Rewrite the entries below, replacing each "marker" with "dot" and leaving everything else unchanged.

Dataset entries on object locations
(begin)

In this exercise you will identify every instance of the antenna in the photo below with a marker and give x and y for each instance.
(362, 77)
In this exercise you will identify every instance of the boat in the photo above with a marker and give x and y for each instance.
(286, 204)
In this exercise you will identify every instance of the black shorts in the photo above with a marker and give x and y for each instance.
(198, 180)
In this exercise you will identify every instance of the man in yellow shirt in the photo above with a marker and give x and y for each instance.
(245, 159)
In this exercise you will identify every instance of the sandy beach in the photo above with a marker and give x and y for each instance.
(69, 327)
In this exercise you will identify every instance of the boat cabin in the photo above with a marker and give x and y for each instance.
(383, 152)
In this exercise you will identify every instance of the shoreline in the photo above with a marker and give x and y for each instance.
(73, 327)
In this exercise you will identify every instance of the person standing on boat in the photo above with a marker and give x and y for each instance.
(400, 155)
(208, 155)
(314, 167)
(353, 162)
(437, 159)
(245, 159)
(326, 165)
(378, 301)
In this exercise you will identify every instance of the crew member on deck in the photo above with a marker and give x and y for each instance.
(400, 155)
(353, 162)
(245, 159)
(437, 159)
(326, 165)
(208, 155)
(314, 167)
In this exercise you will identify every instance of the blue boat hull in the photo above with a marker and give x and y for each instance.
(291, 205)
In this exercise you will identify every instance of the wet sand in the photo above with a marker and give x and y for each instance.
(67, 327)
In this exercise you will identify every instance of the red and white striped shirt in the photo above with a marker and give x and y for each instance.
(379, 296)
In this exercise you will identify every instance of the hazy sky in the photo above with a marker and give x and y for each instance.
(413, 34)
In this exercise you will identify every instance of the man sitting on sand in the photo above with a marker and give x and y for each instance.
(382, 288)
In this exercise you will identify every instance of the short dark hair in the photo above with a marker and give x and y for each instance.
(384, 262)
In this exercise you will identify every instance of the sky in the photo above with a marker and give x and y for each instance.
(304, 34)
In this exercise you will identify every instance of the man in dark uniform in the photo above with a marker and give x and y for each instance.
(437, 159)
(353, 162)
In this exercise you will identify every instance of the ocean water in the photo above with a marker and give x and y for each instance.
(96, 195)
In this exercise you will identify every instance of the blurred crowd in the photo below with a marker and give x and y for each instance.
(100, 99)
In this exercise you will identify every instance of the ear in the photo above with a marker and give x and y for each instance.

(end)

* **PROBLEM SOLUTION**:
In this exercise you will identify every instance of the antenna in the photo below with a dot and give x and y for each instance.
(362, 77)
In this exercise you will identify every instance of the boat in the photo above with a dot and give x and y for each instance.
(286, 204)
In this exercise you will identify every instance of the black shorts in the photo above with a dot and give x and y for each instance.
(198, 180)
In this exercise you will identify every instance of the man in yellow shirt in the photo above with a dot and give x and y for each instance.
(245, 159)
In this exercise you will identify every instance of the sandy beach in the photo above with a dot and give x and y for each instance.
(69, 327)
In this exercise you will identify every instance of the boat cabin in the photo above with a dot and give x and y for each instance.
(383, 152)
In this exercise you will identify every instance of the shoreline in the photo above with a dot and give x and y for each instance.
(73, 327)
In this exercise you will identify every instance of the person standing on boat in the photo above with a dot and give x and y for each instance.
(400, 155)
(208, 155)
(314, 167)
(353, 162)
(437, 159)
(245, 159)
(326, 165)
(378, 301)
In this exercise you will identify every instance of the crew member on deck in the photo above with a dot and give x and y for each instance.
(400, 155)
(353, 162)
(245, 159)
(437, 159)
(326, 165)
(208, 155)
(314, 167)
In this exercise you will identify every instance of the blue boat hull in the photo above with a dot and give x and y for each instance.
(291, 205)
In this exercise you will identify every instance of the wet sand in the photo above with a dot and give x and y for each instance.
(67, 327)
In this exercise you will identify every instance of the red and white striped shirt in the photo above with a dot and give x and y for each instance.
(379, 296)
In this exercise you will identify every instance of the hazy sky in the photo above with a dot and give x and y for each instance.
(413, 34)
In this exercise you will identify every instance of the man sitting on sand in the photo above with a dot and give x and y for each instance.
(382, 288)
In this exercise you will identify every instance of the short dark hair in the photo above with a dot and give x and y for each instance.
(384, 262)
In this exercise you will identify every instance of the sky in the photo above with a dot and give x and y for each instance.
(304, 34)
In this exercise you will identify every instance of the man in dark uniform in the photo above with a dot and give x and y for each instance.
(437, 159)
(353, 162)
In this exercise you will identify every instance of the ocean water in the photo above with a dot and give x and y for each instance.
(96, 195)
In this exercise you will identify every instance of the blurred crowd in the photo below with a dot and give x and y for each instance.
(100, 99)
In this exercise you will identify every instance of the ear in the photo above with a dot and give x and y for each instance.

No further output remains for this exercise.